> _DATASET CONTENT_:
<<<<
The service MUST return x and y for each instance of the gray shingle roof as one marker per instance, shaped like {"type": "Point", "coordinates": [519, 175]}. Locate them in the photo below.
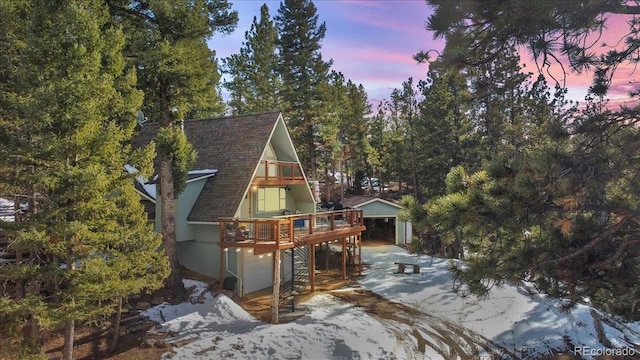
{"type": "Point", "coordinates": [233, 145]}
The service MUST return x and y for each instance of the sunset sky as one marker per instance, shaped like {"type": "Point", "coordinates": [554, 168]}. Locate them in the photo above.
{"type": "Point", "coordinates": [372, 43]}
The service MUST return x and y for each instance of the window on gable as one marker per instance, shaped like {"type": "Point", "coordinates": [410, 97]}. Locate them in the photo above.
{"type": "Point", "coordinates": [271, 199]}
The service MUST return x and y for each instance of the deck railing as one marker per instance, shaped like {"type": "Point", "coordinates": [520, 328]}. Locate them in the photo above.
{"type": "Point", "coordinates": [283, 229]}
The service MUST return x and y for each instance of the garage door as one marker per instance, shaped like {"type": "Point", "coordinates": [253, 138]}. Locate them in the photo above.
{"type": "Point", "coordinates": [258, 272]}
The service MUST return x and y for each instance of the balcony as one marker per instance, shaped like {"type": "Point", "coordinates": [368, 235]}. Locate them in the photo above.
{"type": "Point", "coordinates": [278, 173]}
{"type": "Point", "coordinates": [291, 230]}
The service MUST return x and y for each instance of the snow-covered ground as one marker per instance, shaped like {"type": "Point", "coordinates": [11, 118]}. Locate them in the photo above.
{"type": "Point", "coordinates": [432, 322]}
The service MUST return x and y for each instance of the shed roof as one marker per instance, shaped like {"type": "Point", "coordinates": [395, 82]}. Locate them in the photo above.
{"type": "Point", "coordinates": [359, 201]}
{"type": "Point", "coordinates": [233, 146]}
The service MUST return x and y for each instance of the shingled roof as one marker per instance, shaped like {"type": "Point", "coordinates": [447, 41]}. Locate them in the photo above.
{"type": "Point", "coordinates": [232, 145]}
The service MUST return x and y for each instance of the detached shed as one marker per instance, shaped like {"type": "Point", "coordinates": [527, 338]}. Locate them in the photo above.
{"type": "Point", "coordinates": [381, 219]}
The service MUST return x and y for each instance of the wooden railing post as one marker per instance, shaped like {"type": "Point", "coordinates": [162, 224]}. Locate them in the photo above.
{"type": "Point", "coordinates": [277, 233]}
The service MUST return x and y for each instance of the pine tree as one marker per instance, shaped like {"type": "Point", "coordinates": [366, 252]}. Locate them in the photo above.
{"type": "Point", "coordinates": [178, 74]}
{"type": "Point", "coordinates": [303, 74]}
{"type": "Point", "coordinates": [551, 202]}
{"type": "Point", "coordinates": [73, 113]}
{"type": "Point", "coordinates": [255, 81]}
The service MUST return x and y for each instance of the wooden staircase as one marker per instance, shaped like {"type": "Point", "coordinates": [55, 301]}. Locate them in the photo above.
{"type": "Point", "coordinates": [297, 277]}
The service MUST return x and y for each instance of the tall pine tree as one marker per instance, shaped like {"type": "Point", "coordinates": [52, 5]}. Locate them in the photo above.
{"type": "Point", "coordinates": [73, 114]}
{"type": "Point", "coordinates": [303, 74]}
{"type": "Point", "coordinates": [178, 74]}
{"type": "Point", "coordinates": [255, 81]}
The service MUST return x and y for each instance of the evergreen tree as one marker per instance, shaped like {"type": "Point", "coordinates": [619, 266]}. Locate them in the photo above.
{"type": "Point", "coordinates": [303, 74]}
{"type": "Point", "coordinates": [73, 113]}
{"type": "Point", "coordinates": [355, 129]}
{"type": "Point", "coordinates": [178, 74]}
{"type": "Point", "coordinates": [255, 83]}
{"type": "Point", "coordinates": [553, 207]}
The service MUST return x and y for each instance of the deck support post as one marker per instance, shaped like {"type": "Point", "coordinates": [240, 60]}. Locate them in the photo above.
{"type": "Point", "coordinates": [359, 240]}
{"type": "Point", "coordinates": [344, 258]}
{"type": "Point", "coordinates": [221, 276]}
{"type": "Point", "coordinates": [275, 301]}
{"type": "Point", "coordinates": [312, 266]}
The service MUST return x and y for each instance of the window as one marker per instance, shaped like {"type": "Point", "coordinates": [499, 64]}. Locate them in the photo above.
{"type": "Point", "coordinates": [272, 199]}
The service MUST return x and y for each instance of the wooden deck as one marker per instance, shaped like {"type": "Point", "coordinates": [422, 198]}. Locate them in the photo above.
{"type": "Point", "coordinates": [286, 232]}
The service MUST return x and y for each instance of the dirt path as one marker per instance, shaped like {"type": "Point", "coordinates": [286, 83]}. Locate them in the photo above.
{"type": "Point", "coordinates": [420, 333]}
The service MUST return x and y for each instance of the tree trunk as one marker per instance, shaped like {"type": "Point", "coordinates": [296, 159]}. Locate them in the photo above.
{"type": "Point", "coordinates": [275, 301]}
{"type": "Point", "coordinates": [67, 351]}
{"type": "Point", "coordinates": [116, 326]}
{"type": "Point", "coordinates": [168, 225]}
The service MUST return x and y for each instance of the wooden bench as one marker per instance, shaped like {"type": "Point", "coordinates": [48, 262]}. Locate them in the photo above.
{"type": "Point", "coordinates": [401, 266]}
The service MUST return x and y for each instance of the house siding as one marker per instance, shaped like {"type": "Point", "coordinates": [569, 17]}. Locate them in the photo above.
{"type": "Point", "coordinates": [203, 255]}
{"type": "Point", "coordinates": [184, 231]}
{"type": "Point", "coordinates": [378, 209]}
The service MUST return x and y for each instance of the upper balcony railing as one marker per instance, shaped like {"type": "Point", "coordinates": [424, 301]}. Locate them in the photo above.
{"type": "Point", "coordinates": [278, 171]}
{"type": "Point", "coordinates": [283, 230]}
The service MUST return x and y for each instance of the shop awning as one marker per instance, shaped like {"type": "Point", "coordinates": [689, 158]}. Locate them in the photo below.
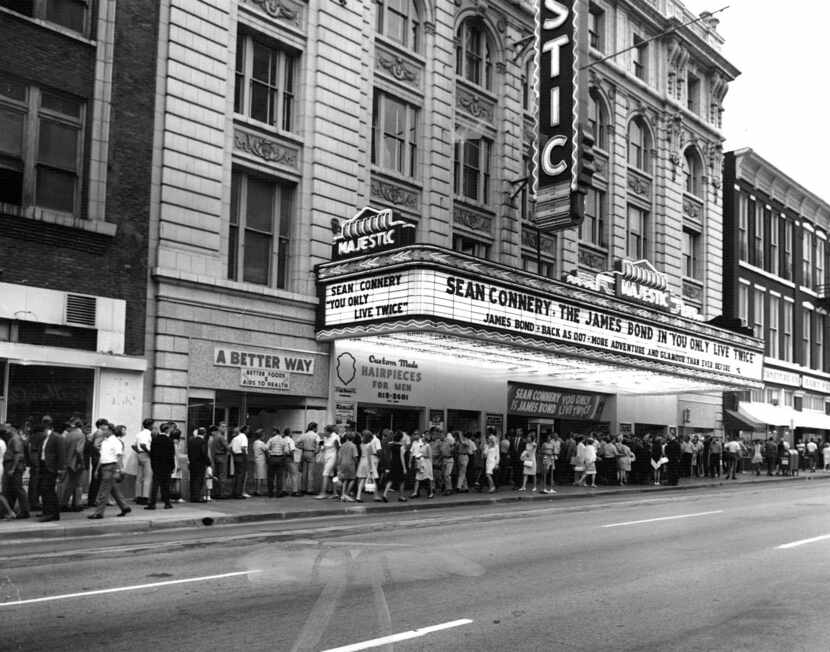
>>>>
Report how many lines in the data above contain the string "post", with case counting. Give only the number.

2